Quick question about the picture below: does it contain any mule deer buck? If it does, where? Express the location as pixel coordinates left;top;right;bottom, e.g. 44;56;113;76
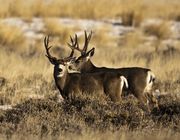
44;37;128;102
68;31;158;107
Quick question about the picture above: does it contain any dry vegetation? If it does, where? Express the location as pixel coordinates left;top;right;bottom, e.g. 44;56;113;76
0;0;180;140
0;0;180;20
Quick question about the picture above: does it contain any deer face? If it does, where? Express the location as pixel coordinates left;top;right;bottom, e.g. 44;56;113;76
44;36;76;78
54;58;78;77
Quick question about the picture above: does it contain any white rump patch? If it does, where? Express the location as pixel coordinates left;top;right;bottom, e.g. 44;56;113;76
120;76;128;88
144;71;155;92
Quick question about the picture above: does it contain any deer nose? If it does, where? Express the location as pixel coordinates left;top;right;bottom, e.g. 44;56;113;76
58;69;62;72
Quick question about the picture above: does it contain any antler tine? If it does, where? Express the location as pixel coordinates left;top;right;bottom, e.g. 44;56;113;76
82;31;92;54
44;36;53;58
68;34;82;53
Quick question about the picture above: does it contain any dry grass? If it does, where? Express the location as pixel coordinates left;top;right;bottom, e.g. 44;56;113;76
44;18;78;45
0;0;180;21
92;26;116;47
0;23;25;50
119;31;143;49
143;22;171;40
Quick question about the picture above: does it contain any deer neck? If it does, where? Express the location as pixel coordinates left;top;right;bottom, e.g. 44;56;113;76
81;60;96;73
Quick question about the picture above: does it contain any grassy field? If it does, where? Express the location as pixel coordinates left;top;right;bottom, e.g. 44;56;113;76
0;0;180;140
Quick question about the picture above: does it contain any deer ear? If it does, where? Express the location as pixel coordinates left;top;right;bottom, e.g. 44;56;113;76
87;48;95;59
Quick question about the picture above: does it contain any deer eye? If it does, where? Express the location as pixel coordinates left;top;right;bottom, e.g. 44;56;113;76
58;68;62;72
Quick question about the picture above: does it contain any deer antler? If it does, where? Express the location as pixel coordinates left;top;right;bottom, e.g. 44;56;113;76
82;31;92;54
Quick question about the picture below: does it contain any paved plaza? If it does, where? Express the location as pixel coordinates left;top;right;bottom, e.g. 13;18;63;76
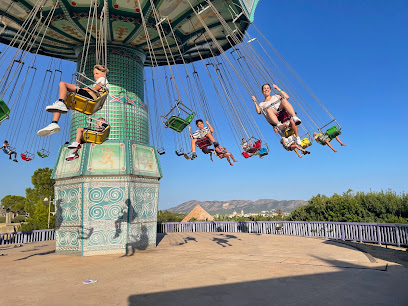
0;233;408;306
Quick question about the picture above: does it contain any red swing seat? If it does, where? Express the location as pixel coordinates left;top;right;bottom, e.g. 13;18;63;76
196;137;212;150
276;109;291;123
21;152;34;161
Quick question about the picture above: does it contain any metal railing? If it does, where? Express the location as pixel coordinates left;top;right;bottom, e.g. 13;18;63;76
0;221;408;246
0;229;55;245
157;221;408;246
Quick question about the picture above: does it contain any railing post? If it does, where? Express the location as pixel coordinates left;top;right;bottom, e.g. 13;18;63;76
358;224;363;243
395;225;401;247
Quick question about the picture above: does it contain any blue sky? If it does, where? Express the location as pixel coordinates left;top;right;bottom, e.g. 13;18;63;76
0;0;408;209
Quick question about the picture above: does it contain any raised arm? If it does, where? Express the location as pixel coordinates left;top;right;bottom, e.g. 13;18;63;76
273;84;289;100
205;121;214;134
251;96;262;115
188;126;193;139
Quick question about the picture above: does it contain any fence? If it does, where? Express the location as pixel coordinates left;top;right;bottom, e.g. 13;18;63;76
157;221;408;246
0;221;408;246
0;229;55;245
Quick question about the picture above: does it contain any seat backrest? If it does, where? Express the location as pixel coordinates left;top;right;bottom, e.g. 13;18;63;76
326;126;341;140
241;152;251;158
276;109;290;123
196;137;212;149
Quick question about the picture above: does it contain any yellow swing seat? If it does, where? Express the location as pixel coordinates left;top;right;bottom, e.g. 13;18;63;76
65;91;109;115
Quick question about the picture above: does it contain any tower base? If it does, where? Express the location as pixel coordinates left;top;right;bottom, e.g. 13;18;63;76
53;141;162;256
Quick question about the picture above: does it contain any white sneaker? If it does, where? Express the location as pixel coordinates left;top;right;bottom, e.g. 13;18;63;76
292;116;302;125
68;141;80;149
37;123;61;137
65;153;79;161
45;100;68;114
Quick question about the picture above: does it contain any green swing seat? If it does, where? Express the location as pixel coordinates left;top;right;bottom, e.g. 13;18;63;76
0;99;10;123
326;126;341;140
165;113;194;133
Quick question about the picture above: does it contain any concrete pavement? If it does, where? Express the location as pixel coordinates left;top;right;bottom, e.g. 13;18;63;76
0;233;408;305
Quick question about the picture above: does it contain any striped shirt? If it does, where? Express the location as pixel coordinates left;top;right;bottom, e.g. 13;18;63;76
193;126;210;139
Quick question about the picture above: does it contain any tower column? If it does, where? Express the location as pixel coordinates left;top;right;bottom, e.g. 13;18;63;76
53;45;162;256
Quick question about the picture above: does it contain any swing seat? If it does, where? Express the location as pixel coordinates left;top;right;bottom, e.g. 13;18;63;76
241;152;251;158
0;99;10;123
258;148;269;156
82;125;110;144
276;109;290;123
161;101;194;133
164;114;194;133
285;128;295;138
65;91;109;115
174;149;184;156
21;152;34;161
196;137;212;150
301;138;312;149
326;126;341;140
37;149;50;158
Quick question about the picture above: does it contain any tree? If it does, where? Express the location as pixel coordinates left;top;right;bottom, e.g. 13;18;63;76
1;195;26;211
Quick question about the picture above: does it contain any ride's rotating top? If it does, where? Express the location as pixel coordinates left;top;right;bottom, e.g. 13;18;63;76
0;0;259;66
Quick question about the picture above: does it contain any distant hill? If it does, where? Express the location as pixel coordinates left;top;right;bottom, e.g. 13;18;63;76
167;199;307;215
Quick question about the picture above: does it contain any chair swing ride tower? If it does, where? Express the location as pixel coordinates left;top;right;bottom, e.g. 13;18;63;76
0;0;258;256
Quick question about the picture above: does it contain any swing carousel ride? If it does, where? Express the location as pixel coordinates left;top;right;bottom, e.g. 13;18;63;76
0;0;340;164
0;0;341;255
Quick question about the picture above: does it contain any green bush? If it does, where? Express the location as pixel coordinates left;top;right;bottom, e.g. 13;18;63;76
287;190;408;223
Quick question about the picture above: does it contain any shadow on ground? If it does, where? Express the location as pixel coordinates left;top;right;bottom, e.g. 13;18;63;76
128;260;408;306
324;239;408;268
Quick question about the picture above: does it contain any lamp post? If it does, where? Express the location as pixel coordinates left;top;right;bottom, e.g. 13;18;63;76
44;197;54;228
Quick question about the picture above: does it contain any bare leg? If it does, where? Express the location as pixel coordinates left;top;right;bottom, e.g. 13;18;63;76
336;136;346;147
324;139;337;152
225;154;234;166
279;99;296;117
191;138;197;153
225;152;238;162
52;113;61;122
75;128;84;143
59;82;76;101
205;133;215;142
293;148;302;158
265;108;279;126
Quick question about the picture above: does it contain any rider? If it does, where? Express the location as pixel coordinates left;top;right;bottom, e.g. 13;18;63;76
188;119;217;159
0;140;18;163
252;84;302;146
37;65;109;136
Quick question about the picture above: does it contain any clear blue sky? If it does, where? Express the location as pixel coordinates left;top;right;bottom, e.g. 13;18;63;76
0;0;408;209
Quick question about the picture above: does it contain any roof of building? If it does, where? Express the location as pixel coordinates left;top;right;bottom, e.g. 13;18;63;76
181;205;214;222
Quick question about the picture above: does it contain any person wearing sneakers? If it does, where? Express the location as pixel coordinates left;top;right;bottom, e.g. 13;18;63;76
37;65;109;136
65;118;108;161
0;140;18;163
188;119;217;159
280;135;310;158
313;132;346;153
252;84;302;146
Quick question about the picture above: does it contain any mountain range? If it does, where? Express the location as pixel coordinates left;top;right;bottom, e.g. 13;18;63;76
167;199;307;215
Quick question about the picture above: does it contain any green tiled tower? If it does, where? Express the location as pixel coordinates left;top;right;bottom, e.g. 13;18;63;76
53;45;162;256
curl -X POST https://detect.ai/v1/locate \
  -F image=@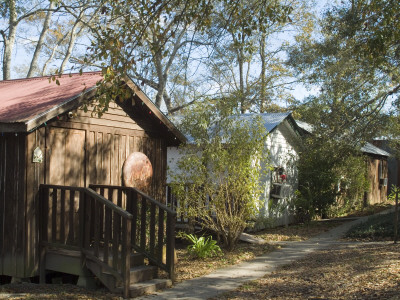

Aim: Please retype the lines above unchanged, starting with the line that contains "any green swing" and continuing up to and including the line that contains "37;149;50;158".

Result of the task:
Quick question about the picture above: does it contain any green swing seat? If it does, where? Express the location as pixel coordinates left;top;right;bottom, e.g. 13;18;63;76
0;99;10;123
326;126;341;140
165;113;194;133
Quick question about the picture above: does it contain any concrete pavement? If it does, where? Express the location as pixel coordinates left;top;right;bottom, e.g. 13;18;63;76
0;233;408;305
Quick question about the picture above: does it contain any striped shirt? If it does, where? Express the location as pixel coordinates left;top;right;bottom, e.g. 13;18;63;76
193;126;210;139
Quick question about the picture above: does it contain any tower column? If it does, where? Express the location as pixel coordinates left;top;right;bottom, e.g. 13;18;63;76
53;45;162;256
Quick question about the picture above: does it contain any swing seat? If it does, where? Express the location as pixel coordinates left;top;right;bottom, e.g. 13;18;63;76
241;152;251;158
0;99;10;123
258;148;269;156
82;125;110;144
276;109;290;123
161;101;194;133
164;114;194;133
285;128;295;138
65;91;109;115
174;149;184;156
21;152;34;161
196;137;212;150
301;138;312;149
326;126;341;140
37;149;50;158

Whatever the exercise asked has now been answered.